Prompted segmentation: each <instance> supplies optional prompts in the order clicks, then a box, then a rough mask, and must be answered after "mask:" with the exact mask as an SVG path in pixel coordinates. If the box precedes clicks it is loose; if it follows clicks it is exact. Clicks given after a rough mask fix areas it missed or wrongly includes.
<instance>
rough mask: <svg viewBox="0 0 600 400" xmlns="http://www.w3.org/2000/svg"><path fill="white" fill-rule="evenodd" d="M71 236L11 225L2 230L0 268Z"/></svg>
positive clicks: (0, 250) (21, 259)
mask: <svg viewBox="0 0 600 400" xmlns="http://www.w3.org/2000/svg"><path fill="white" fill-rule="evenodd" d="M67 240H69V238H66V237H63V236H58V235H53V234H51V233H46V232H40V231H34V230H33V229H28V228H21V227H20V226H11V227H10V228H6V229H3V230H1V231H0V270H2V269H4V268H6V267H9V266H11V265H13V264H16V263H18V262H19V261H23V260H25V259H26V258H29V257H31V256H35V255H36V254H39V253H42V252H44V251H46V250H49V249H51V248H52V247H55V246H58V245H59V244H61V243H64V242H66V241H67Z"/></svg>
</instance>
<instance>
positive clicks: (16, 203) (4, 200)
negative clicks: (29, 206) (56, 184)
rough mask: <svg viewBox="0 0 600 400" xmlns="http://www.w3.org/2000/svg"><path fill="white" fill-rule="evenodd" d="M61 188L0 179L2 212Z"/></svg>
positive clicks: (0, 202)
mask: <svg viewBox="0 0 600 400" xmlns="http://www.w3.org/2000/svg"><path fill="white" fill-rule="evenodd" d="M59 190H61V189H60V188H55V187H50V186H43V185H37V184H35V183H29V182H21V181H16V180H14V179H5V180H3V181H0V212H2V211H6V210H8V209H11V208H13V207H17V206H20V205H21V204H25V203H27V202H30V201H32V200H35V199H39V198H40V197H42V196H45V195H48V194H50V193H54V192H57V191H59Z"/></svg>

# Exercise prompt:
A word-for-word copy of all the entries is required.

# Written solution:
Prompted segmentation: each <instance> supplies optional prompts in the order clicks, then a box, then a rough mask, and must be answered after "mask:" with the exact mask as an SVG path in pixel coordinates. If the box precedes clicks it is loose; if it follows clicks it is exact. Clicks given after a rough mask fix areas it missed or wrongly includes.
<instance>
rough mask: <svg viewBox="0 0 600 400" xmlns="http://www.w3.org/2000/svg"><path fill="white" fill-rule="evenodd" d="M71 236L11 225L2 230L0 268Z"/></svg>
positive clicks: (0, 250) (21, 259)
mask: <svg viewBox="0 0 600 400" xmlns="http://www.w3.org/2000/svg"><path fill="white" fill-rule="evenodd" d="M67 240H69V238H66V237H63V236H58V235H53V234H51V233H46V232H40V231H34V230H33V229H28V228H21V227H20V226H11V227H10V228H6V229H3V230H1V231H0V270H2V269H4V268H6V267H9V266H11V265H13V264H16V263H18V262H19V261H23V260H25V259H26V258H29V257H31V256H35V255H36V254H39V253H42V252H44V251H46V250H49V249H51V248H52V247H55V246H58V245H59V244H61V243H64V242H66V241H67Z"/></svg>
</instance>
<instance>
positive clicks: (16, 203) (4, 200)
negative clicks: (29, 206) (56, 184)
rough mask: <svg viewBox="0 0 600 400" xmlns="http://www.w3.org/2000/svg"><path fill="white" fill-rule="evenodd" d="M61 188L0 179L2 212Z"/></svg>
positive clicks: (0, 202)
mask: <svg viewBox="0 0 600 400" xmlns="http://www.w3.org/2000/svg"><path fill="white" fill-rule="evenodd" d="M59 190H61V189H60V188H55V187H50V186H43V185H37V184H35V183H29V182H21V181H16V180H14V179H5V180H3V181H0V212H2V211H6V210H8V209H11V208H13V207H17V206H20V205H21V204H25V203H27V202H30V201H32V200H35V199H39V198H40V197H42V196H45V195H48V194H50V193H54V192H57V191H59Z"/></svg>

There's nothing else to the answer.